Copy the rows below word for word, starting with the line that contains "I want to know if any stone tower" and going on through the line that contains "[213, 164, 223, 167]", including both of those lines.

## begin Supplied data

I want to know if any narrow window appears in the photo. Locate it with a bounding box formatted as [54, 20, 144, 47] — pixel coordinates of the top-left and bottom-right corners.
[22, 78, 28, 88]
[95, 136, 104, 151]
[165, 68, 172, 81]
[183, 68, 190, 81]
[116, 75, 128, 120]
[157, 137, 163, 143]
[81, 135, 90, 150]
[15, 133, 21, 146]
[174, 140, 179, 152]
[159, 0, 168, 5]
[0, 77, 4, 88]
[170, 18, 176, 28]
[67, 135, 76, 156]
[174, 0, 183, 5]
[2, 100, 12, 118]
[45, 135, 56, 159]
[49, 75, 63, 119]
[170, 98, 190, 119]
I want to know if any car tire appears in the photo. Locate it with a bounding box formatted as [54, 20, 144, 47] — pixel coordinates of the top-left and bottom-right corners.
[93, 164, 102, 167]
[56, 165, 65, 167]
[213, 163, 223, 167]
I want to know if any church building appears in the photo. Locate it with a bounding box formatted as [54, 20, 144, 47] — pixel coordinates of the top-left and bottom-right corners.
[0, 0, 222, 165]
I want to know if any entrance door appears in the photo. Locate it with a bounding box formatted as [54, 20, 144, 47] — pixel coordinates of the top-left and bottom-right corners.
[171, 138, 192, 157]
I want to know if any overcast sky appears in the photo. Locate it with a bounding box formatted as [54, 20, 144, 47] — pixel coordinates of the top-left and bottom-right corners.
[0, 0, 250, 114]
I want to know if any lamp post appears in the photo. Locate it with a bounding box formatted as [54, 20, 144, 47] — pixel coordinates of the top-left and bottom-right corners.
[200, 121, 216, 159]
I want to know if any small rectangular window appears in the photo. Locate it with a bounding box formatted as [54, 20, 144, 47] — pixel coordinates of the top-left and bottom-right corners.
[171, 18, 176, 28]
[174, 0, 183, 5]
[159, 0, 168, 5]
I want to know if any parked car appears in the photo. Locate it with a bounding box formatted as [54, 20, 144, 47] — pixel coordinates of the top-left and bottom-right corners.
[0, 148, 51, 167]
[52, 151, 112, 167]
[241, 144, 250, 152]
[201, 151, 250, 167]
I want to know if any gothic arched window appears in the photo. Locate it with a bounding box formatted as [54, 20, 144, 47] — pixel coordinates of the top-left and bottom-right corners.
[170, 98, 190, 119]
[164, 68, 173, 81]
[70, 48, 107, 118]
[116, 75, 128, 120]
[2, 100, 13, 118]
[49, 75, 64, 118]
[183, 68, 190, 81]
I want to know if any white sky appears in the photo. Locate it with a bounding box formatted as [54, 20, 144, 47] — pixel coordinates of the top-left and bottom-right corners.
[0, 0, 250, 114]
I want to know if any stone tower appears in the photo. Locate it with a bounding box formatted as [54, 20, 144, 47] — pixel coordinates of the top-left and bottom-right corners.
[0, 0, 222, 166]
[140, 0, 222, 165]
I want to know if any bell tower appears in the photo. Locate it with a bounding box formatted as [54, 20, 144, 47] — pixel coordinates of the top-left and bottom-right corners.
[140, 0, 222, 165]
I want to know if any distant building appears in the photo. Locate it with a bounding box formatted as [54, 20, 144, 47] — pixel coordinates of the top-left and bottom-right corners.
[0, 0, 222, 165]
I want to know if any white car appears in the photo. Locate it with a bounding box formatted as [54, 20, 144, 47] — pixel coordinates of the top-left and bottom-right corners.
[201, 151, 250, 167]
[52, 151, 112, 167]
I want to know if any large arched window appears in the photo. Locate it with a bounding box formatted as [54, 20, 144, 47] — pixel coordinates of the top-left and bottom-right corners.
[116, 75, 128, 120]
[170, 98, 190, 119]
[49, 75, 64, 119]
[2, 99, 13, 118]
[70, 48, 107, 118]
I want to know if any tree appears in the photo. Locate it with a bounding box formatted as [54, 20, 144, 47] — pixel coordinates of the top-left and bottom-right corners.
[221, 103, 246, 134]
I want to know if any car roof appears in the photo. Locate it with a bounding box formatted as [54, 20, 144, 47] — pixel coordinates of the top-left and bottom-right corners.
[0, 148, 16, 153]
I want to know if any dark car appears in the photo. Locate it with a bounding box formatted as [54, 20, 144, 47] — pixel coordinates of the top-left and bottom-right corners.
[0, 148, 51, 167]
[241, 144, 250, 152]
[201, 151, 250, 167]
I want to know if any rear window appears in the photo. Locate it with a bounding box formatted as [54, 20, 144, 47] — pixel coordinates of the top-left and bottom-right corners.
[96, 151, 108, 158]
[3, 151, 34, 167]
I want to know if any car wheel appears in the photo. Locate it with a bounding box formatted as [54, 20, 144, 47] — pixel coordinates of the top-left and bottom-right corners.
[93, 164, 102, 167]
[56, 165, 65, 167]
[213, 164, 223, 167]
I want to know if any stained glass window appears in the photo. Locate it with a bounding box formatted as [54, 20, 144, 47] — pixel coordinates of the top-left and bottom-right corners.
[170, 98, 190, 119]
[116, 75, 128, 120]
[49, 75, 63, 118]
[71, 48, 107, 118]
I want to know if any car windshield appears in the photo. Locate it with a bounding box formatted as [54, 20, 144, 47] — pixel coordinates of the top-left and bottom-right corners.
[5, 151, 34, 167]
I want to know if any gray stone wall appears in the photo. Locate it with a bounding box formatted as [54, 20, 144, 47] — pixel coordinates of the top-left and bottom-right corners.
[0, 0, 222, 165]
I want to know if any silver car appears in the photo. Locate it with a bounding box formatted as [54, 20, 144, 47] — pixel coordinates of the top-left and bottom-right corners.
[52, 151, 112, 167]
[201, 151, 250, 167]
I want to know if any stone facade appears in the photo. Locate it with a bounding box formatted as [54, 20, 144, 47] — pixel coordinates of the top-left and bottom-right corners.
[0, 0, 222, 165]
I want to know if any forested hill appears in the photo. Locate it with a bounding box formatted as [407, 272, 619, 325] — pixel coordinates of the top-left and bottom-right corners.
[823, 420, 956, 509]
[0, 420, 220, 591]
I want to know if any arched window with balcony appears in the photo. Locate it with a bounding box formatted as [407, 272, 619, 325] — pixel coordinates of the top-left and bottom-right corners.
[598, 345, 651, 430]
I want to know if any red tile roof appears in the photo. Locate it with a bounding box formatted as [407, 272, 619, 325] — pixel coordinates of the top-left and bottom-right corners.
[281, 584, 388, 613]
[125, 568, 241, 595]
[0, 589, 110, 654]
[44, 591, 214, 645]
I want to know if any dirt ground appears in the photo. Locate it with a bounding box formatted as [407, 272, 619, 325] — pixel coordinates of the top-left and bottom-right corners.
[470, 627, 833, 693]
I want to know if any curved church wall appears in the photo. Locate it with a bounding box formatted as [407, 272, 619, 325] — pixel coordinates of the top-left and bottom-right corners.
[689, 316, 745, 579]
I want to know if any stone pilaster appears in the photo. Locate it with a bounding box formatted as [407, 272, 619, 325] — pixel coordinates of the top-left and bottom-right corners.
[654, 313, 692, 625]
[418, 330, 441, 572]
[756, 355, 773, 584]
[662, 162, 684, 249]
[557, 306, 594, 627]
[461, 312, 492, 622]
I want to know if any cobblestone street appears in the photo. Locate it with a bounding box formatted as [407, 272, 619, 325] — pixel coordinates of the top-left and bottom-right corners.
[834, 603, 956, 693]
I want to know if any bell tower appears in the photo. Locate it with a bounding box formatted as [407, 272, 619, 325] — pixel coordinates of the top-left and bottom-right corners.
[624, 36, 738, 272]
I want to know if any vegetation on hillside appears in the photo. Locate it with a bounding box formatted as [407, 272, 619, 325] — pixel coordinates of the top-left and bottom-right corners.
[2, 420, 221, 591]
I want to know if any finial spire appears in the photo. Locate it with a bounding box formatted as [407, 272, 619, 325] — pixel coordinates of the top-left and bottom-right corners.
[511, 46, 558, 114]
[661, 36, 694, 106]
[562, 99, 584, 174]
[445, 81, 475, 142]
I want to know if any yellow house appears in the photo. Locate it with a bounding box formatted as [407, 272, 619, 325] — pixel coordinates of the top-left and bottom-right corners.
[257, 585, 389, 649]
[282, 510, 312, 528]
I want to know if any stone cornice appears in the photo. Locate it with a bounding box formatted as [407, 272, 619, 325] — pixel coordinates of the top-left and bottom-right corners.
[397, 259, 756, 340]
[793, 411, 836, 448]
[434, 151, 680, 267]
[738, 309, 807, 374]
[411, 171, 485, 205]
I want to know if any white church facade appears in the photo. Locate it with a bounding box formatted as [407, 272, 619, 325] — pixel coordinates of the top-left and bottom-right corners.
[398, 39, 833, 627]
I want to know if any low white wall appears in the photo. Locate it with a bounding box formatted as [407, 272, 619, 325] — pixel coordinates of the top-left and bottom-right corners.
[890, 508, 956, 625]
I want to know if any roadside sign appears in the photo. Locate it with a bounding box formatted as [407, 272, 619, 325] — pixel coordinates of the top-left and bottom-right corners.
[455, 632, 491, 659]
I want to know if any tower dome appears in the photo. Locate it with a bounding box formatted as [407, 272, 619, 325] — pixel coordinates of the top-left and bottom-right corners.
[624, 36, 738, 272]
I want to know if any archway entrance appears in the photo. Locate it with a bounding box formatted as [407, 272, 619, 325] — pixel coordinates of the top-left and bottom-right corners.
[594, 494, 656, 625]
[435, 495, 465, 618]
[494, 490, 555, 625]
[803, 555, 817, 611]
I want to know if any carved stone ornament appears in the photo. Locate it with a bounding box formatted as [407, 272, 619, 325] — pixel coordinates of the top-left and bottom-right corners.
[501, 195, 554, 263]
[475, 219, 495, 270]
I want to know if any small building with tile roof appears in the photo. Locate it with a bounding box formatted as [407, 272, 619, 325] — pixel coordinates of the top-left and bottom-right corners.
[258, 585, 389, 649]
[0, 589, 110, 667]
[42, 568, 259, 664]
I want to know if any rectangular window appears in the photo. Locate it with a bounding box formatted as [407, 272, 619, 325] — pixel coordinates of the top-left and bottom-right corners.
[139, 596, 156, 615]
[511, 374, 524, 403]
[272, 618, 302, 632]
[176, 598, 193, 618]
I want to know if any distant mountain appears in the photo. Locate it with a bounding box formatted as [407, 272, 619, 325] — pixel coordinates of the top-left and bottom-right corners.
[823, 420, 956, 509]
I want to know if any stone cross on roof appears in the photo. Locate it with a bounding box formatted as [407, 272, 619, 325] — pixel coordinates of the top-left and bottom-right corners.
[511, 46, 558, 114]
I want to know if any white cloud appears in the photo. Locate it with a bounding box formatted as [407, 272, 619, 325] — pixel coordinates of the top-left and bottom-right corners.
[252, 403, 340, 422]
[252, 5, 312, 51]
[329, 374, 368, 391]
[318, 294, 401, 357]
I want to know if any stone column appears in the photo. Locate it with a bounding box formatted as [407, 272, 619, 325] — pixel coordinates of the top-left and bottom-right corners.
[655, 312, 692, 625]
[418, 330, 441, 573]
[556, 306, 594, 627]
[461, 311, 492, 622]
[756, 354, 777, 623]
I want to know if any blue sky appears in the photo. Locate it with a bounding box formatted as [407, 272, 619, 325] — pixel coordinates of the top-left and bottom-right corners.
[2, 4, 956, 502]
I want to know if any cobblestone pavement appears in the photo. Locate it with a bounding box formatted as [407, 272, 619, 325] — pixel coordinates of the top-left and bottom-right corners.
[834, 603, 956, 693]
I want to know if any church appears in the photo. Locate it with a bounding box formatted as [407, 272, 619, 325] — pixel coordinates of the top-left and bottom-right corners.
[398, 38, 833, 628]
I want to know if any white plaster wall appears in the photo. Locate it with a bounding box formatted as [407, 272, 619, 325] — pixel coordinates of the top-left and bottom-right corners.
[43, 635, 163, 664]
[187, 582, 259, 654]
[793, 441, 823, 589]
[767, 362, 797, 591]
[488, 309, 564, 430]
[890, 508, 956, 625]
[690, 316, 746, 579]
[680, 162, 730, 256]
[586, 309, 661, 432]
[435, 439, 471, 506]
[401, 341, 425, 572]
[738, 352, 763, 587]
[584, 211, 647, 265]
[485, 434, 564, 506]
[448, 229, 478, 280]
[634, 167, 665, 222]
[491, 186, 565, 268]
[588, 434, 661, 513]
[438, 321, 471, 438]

## end Supplied data

[Expected answer]
I want to know if any stone tower appears in the photo. Locate it with a bounding box formatted as [54, 20, 144, 47] — pixel coordinates of the top-left and bottom-right corners.
[0, 0, 222, 166]
[140, 0, 222, 165]
I want to know if any bell tower appears in the photo. Locate it with a bounding box formatted as [54, 20, 144, 47] — pixel coordinates of the top-left and bottom-right corners.
[140, 0, 222, 165]
I want to know if any distant building appears in the photo. Locate it with a bounding box formatted as [54, 20, 144, 47] — pixel coordinates of the top-left and bottom-right corners.
[0, 0, 222, 165]
I want to know if any white car appears in the photo. Locate it with a bounding box formatted as [54, 20, 144, 47] — pixel coordinates of the top-left and bottom-right corners.
[201, 151, 250, 167]
[52, 151, 112, 167]
I want to know if any large arched window appears in the photo. Locate it with a bounding box formatted as [54, 20, 144, 47] — pixel coordinates of the top-left and bottom-right corners.
[116, 75, 128, 120]
[170, 98, 190, 119]
[49, 75, 64, 119]
[2, 99, 13, 118]
[70, 48, 107, 118]
I want to know if any tree appears in the photo. Locate it with a bounding box formatted as [54, 20, 144, 47] — pixel coordinates of the top-left and bottom-right corners.
[221, 103, 246, 134]
I want to know if any car roof appears in the photo. Locate it with a bounding box formatted as [54, 20, 144, 47] — pixel coordinates of the top-left and bottom-right corners.
[0, 148, 16, 153]
I want to know if any dark car appears in the photo. Locate it with a bounding box formatted as [54, 20, 144, 47] — pixel coordinates of the top-left and bottom-right corners.
[0, 148, 51, 167]
[241, 144, 250, 152]
[201, 151, 250, 167]
I want to know if any rear window appears in the photo. Locate it with a bounding box formatted as [54, 20, 144, 47] — pixel coordinates of the top-left and bottom-right corners.
[96, 151, 108, 158]
[3, 151, 34, 167]
I want to know if any car wheel appears in the photo. Locate it with a bounding box formatted as [54, 20, 144, 47] — pixel coordinates of the top-left and bottom-right corners.
[93, 164, 102, 167]
[56, 165, 65, 167]
[213, 164, 223, 167]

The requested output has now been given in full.